Text extract:
━━━━━━
I was here when Mr. Manley came and testified before the committee. Personally, I'm trying to get a more comprehensive perspective. That's why I'm telling you that, when we look at the whole, we see that it is opaque.

Some might say that they're very pleased because they're saving $25 million, of course, but, on the whole, it may not be that true.

I would even say that, in Quebec, I'm not sure the education community is that pleased about the technical protection measures, for example. I've heard a lot of people from that sector in Quebec, in the universities, among other places, say that this is a problem. People are being told that they have access to works, that they qualify for exemptions, but that, if there is a technical protection measure, they will no longer to be able to enjoy that work.
━━━━━━
Pointing and labeling records:
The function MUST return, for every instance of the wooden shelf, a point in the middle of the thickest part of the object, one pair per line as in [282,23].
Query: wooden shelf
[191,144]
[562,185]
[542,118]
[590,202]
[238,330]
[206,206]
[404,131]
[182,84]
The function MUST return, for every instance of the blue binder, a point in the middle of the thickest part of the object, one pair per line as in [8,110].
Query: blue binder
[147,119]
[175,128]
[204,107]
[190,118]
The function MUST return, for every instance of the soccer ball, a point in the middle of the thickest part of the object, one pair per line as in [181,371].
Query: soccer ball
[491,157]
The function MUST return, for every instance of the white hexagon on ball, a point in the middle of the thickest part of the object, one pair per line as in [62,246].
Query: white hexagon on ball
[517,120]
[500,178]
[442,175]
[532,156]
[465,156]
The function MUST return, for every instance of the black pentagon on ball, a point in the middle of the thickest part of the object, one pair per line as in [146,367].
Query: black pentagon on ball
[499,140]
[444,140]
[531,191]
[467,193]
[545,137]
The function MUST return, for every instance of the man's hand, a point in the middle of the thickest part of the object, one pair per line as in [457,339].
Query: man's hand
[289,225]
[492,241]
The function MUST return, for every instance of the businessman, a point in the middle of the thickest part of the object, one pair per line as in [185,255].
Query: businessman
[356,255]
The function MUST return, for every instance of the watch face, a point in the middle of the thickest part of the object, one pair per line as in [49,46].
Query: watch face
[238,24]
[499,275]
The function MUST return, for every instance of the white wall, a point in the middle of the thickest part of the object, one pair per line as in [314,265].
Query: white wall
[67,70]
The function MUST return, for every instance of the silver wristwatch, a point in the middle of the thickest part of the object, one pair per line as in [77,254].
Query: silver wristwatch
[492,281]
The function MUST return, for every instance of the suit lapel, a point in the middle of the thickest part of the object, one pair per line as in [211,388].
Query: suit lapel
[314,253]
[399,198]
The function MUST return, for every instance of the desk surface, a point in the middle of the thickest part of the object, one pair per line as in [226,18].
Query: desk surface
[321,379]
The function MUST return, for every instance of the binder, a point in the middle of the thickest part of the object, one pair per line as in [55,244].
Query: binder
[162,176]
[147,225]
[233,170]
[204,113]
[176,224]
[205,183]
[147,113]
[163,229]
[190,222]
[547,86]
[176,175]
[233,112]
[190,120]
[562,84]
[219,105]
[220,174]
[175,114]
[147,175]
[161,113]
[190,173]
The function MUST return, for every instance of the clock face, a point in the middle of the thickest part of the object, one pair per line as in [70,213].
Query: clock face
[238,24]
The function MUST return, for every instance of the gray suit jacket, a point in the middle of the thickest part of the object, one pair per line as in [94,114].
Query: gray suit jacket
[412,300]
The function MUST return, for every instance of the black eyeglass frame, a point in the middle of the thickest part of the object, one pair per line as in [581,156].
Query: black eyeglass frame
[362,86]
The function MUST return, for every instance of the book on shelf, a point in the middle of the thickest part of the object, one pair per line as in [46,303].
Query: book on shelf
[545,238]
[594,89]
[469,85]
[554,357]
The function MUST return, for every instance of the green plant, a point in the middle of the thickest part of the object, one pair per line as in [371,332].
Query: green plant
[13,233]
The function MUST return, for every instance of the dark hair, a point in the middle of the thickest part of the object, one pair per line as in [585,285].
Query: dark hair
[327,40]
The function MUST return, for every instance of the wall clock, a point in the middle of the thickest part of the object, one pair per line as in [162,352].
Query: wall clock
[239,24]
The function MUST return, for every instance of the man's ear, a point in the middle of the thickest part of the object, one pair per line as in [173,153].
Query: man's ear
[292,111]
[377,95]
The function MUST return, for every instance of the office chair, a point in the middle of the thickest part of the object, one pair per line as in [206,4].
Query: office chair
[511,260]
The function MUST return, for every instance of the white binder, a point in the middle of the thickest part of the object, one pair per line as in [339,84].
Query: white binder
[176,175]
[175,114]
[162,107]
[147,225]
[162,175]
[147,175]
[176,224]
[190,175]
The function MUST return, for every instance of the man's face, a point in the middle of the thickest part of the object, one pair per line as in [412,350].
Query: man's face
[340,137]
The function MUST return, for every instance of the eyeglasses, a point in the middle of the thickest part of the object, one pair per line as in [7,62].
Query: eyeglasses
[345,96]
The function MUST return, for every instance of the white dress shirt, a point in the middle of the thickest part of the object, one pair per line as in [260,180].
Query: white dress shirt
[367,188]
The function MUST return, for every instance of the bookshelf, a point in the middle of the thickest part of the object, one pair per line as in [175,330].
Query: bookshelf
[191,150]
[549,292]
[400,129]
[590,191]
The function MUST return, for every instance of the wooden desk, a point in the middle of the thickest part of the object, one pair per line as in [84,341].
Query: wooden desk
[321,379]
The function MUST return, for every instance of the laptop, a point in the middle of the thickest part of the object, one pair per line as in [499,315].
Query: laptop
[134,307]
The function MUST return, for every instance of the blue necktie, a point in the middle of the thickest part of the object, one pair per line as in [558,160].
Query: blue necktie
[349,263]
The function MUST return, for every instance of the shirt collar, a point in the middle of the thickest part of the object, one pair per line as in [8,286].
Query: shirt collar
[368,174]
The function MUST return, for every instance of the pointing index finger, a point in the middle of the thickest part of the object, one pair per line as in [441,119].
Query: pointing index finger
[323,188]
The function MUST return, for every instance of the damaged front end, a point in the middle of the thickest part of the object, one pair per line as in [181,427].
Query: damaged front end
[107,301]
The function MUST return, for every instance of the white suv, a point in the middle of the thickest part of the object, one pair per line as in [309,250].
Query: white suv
━━━━━━
Revise the committee testimony starting at "I was here when" and ending at "be that true.", swapping "opaque" for "murky".

I was here when Mr. Manley came and testified before the committee. Personally, I'm trying to get a more comprehensive perspective. That's why I'm telling you that, when we look at the whole, we see that it is murky.

Some might say that they're very pleased because they're saving $25 million, of course, but, on the whole, it may not be that true.